## What to work on
Exact duplicates of all entries are needed.

Natural language region descriptions:
================
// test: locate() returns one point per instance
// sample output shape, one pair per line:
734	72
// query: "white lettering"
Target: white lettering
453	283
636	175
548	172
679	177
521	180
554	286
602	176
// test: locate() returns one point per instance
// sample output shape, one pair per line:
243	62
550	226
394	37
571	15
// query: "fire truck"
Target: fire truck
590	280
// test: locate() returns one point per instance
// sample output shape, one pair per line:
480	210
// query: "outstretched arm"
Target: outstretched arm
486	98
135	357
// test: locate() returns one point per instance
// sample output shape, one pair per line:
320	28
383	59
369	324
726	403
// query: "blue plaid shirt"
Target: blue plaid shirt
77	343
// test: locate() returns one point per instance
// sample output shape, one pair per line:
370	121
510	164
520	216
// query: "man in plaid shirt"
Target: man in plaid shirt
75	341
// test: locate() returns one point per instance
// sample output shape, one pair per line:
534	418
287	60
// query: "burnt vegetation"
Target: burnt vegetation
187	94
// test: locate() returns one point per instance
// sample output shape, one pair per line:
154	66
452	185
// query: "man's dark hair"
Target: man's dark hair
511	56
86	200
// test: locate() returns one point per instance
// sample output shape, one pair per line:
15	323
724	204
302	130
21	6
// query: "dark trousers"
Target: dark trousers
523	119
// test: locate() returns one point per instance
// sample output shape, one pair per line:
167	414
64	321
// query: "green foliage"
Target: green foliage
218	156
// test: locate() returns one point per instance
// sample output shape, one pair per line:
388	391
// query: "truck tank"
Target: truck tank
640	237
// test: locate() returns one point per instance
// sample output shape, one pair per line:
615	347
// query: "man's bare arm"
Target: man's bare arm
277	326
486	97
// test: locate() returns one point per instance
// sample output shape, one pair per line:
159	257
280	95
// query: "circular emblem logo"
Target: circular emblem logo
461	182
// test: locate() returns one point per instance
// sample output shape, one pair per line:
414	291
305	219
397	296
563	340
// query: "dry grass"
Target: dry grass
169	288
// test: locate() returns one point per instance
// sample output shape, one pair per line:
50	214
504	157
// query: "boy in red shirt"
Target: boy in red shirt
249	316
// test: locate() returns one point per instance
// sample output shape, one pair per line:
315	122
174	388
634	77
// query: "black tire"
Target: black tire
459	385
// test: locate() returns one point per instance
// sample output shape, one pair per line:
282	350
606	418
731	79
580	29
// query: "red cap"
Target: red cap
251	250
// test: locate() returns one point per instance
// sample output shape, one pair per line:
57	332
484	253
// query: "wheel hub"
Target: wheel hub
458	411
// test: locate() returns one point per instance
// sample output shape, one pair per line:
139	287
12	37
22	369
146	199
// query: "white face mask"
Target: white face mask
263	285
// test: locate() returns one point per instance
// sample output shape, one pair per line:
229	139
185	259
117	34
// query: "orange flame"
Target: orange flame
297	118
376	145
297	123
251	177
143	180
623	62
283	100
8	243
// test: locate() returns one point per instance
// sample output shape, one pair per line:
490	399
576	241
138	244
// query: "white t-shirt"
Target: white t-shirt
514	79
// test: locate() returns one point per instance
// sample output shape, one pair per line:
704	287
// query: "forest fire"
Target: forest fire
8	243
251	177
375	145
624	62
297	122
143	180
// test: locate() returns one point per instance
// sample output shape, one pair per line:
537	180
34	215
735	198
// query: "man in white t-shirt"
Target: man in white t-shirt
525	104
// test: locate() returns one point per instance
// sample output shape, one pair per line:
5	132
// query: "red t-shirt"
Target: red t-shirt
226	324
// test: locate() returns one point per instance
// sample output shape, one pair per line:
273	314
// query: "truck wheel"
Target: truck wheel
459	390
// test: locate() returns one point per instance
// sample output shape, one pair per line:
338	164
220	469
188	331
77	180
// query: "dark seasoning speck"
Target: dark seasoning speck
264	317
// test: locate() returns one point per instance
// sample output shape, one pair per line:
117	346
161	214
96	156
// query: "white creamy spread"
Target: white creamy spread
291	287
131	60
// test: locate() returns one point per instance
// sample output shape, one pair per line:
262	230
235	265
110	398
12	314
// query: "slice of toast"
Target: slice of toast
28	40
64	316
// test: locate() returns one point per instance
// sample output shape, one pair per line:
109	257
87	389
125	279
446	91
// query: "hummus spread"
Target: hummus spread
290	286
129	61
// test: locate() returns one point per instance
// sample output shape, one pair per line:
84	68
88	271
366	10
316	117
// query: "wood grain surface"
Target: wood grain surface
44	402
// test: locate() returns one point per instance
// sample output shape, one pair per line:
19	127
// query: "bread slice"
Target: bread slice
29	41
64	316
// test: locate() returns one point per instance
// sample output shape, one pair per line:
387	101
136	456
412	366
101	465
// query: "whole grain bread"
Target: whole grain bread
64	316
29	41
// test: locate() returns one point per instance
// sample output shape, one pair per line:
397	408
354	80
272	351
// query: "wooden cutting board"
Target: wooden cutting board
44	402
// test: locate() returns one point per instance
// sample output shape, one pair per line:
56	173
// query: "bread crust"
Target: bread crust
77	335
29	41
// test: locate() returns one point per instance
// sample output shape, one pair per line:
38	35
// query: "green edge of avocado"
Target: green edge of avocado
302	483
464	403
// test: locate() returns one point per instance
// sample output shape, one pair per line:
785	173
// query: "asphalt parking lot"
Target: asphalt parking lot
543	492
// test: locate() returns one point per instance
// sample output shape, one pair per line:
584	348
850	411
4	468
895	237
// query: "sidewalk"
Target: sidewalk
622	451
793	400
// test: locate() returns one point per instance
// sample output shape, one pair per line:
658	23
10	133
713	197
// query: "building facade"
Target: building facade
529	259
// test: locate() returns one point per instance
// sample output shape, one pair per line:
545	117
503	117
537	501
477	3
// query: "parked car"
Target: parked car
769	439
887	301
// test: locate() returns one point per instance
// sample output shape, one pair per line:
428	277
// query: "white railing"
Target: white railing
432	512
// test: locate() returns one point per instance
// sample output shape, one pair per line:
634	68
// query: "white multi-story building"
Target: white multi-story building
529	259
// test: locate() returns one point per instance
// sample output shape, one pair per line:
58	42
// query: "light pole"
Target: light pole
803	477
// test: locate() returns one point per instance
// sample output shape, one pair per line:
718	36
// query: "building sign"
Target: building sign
================
## Response
// test: locate() returns one point per instance
// sample output shape, one pair per line:
734	72
// query: "white lettering"
Target: white lettering
453	283
636	175
548	172
679	177
521	180
554	286
602	176
// test: locate() returns one point per instance
// sample output shape, one pair per line:
243	62
550	226
394	37
571	15
// query: "fire truck"
Target: fire truck
590	280
// test: locate() returns one point per instance
// sample output shape, one pair per line:
480	210
// query: "outstretched arm"
Target: outstretched arm
486	98
135	357
// test: locate() returns one point per instance
// sample output shape, one pair per line:
320	28
383	59
369	324
726	403
// query: "blue plaid shirt"
Target: blue plaid shirt
77	343
// test: locate() returns one point per instance
// sample output shape, one pair per line:
370	121
510	164
520	216
// query: "man in plaid shirt"
Target: man in plaid shirt
75	341
// test: locate() returns one point per instance
// sample output shape, one pair per line:
534	418
287	60
// query: "burnt vegetation"
Target: burnt vegetation
187	94
// test: locate() returns one point per instance
// sample output shape, one pair per line:
154	66
452	185
// query: "man's dark hair"
Target: man's dark hair
511	56
86	200
// test: locate() returns one point per instance
// sample output shape, one pair per line:
15	323
724	204
302	130
21	6
// query: "dark trousers"
Target: dark trousers
523	119
// test: locate() returns one point per instance
// sample output shape, one pair per line:
167	414
64	321
// query: "green foliage"
Target: green foliage
218	156
// test: locate() returns one point per instance
// sample output shape, one pair per line:
388	391
// query: "truck tank"
Target: truck tank
640	237
// test: locate() returns one point per instance
// sample output shape, one pair per line:
615	347
// query: "man's bare arm"
Target: man's bare arm
277	326
486	97
// test: locate() returns one point per instance
// sample output shape, one pair per line:
159	257
280	95
// query: "circular emblem logo"
Target: circular emblem logo
461	182
// test: locate() returns one point per instance
// sample output shape, one pair per line:
414	291
305	219
397	296
563	340
// query: "dry grass"
Target: dry grass
169	288
// test: locate() returns one point per instance
// sample output shape, one pair per line:
50	214
504	157
// query: "boy in red shirt"
Target: boy in red shirt
249	316
// test: locate() returns one point per instance
// sample output shape, one pair per line:
315	122
174	388
634	77
// query: "black tire"
Target: black tire
459	385
// test: locate() returns one point per instance
// sample output shape, one pair per line:
282	350
606	418
731	79
580	29
// query: "red cap"
Target: red cap
251	250
// test: locate() returns one point per instance
// sample output shape, one pair per line:
57	332
484	253
// query: "wheel hub"
Target: wheel hub
458	411
// test: locate() returns one point per instance
// sample output shape, one pair per line:
139	287
12	37
22	369
146	199
// query: "white face mask"
Target: white face mask
263	285
// test: locate() returns one point per instance
// sample output shape, one pair per line:
229	139
185	259
117	34
// query: "orange flame"
Target: orange flame
297	118
376	145
297	123
251	177
143	180
623	62
283	100
8	243
// test: locate() returns one point per instance
// sample output shape, one pair per line:
490	399
576	241
138	244
// query: "white t-shirt"
Target: white t-shirt
514	79
// test: locate() returns one point per instance
// sample output shape, one pair per line:
704	287
// query: "forest fire"
Target: forest fire
8	243
251	177
375	145
624	62
297	122
143	180
// test: locate() returns one point per instance
// sample output shape, one pair per line:
537	180
34	215
735	198
// query: "man in white t-shirt"
Target: man in white t-shirt
525	104
// test: locate() returns one point per instance
// sample output shape, one pair per line:
5	132
// query: "red t-shirt"
Target: red t-shirt
226	324
// test: locate() returns one point per instance
// sample output shape, one pair per line:
273	314
// query: "truck wheel"
Target: truck wheel
459	390
// test: locate() returns one point per instance
// sample output shape, one pair per line:
338	164
220	469
188	331
77	180
// query: "dark seasoning speck"
Target: dark seasoning speck
264	317
// test: locate() returns one point per instance
// sample output shape, one pair per line:
117	346
161	214
96	156
// query: "white creamy spread"
Target: white creamy spread
291	287
131	60
// test: locate() returns one point per instance
// sample output shape, one pair per line:
262	230
235	265
110	398
12	314
// query: "slice of toast"
Target: slice of toast
28	40
64	316
// test: locate() returns one point per instance
// sample output shape, one pair per line:
109	257
87	389
125	279
446	91
// query: "hummus spread"
Target: hummus spread
290	286
129	61
// test: locate() returns one point per instance
// sample output shape, one pair per line:
84	68
88	271
366	10
316	117
// query: "wood grain surface"
Target: wood grain surface
44	402
// test: locate() returns one point per instance
// sample output shape, one pair per line:
19	127
// query: "bread slice"
Target: bread slice
29	41
64	316
// test: locate() returns one point per instance
// sample output shape, one pair per line:
387	101
136	456
412	366
101	465
// query: "whole grain bread"
Target: whole grain bread
64	316
29	41
// test: locate() returns one point per instance
// sample output shape, one pair per line:
397	408
354	80
272	351
// query: "wooden cutting board"
Target: wooden cutting board
44	402
// test: locate() returns one point per instance
// sample output shape, one pair per line:
56	173
// query: "bread crust"
Target: bread crust
77	335
29	41
// test: locate() returns one point per instance
// sample output shape, one pair per line:
38	35
// query: "green edge of avocado"
Target: green edge of avocado
302	483
464	403
// test: locate() returns one point per instance
// sample output shape, one pair per line:
785	173
// query: "asphalt parking lot"
Target: asphalt parking lot
543	492
// test: locate() returns one point per instance
// sample output shape, one pair per line:
584	348
850	411
4	468
895	237
// query: "sidewalk"
Target: sidewalk
622	451
793	400
// test: locate() returns one point per instance
// sample output shape, one pair per line:
658	23
10	133
713	197
// query: "building facade"
Target: building facade
529	259
// test: locate() returns one point per instance
// sample output shape, one pair per line:
545	117
503	117
537	501
477	3
// query: "parked car"
Target: parked car
769	439
887	301
// test: locate() returns one point per instance
// sample output shape, one pair per line:
428	277
// query: "white railing"
Target: white railing
432	512
// test: locate() returns one point per instance
// sample output shape, one pair per line:
634	68
// query: "white multi-story building"
Target: white multi-story building
529	259
// test: locate() returns one point per instance
// sample output shape, one pair per line:
58	42
// query: "light pole"
Target: light pole
803	477
// test: locate() returns one point per instance
// sample output shape, one pair per line:
718	36
// query: "building sign"
Target: building sign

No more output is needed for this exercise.